(TEXT PASSAGE)
· · · ·
All together, PLU’s presence is going to be pretty hard to miss—which is precisely the point.

“The good news-bad news is that the Seattle/Tacoma metro area remains one of the most congested in the nation,” Gibbs said. “Our average commute time is 27.6 minutes, and 81 percent of the population drives to work. What’s the good news in that? It’s a large captive audience, and outdoor advertising is the one form of media you can’t turn off.”

The Six Word Stories billboards are up through the end of October, then again in April and May, along secondary arterial roads in neighborhoods near PLU’s primary recruiting high schools.

View Billboard Locations

Click to read each Six Word Story.

Six Word Stories, you might know, is a hugely popular (and almost perfectly self-explanatory) online and social-media concept that takes its cue from novelist Ernest Hemingway, who, according to literary legend, once was challenged to write a short story in only six words. The super-concise stories are sometimes poignant, sometimes comical, sometimes both—and addictively entertaining to read and to write.
· · · ·
(PROVIDED MATERIAL)
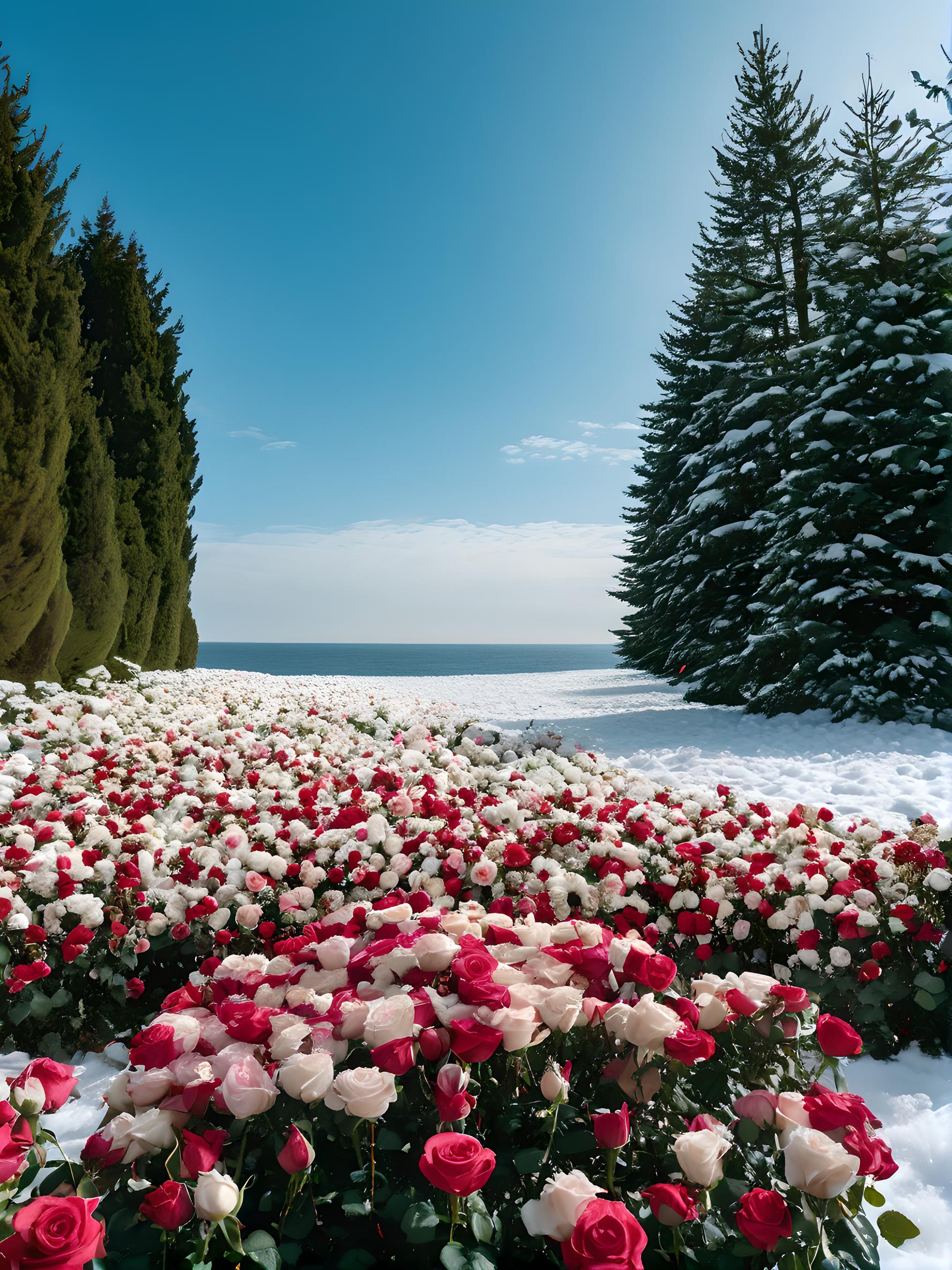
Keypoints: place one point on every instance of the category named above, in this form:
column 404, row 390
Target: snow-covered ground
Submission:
· · · ·
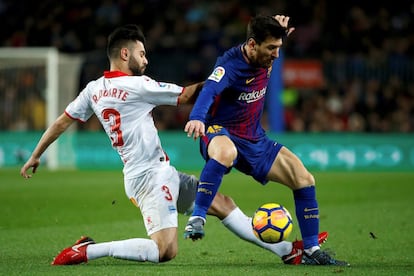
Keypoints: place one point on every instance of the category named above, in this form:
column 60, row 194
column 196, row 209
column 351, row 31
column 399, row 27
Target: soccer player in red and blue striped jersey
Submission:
· · · ·
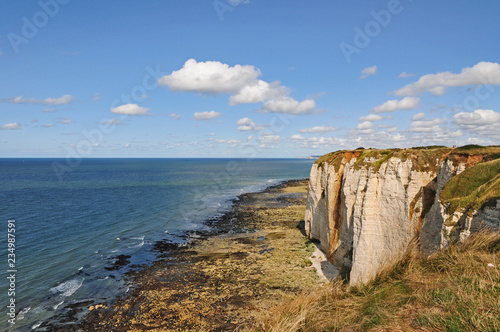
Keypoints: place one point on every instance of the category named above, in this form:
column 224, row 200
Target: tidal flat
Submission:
· · · ·
(STATED GOAL) List every month that the passage about PLU's billboards names.

(CORRECT RESPONSE) October, April, May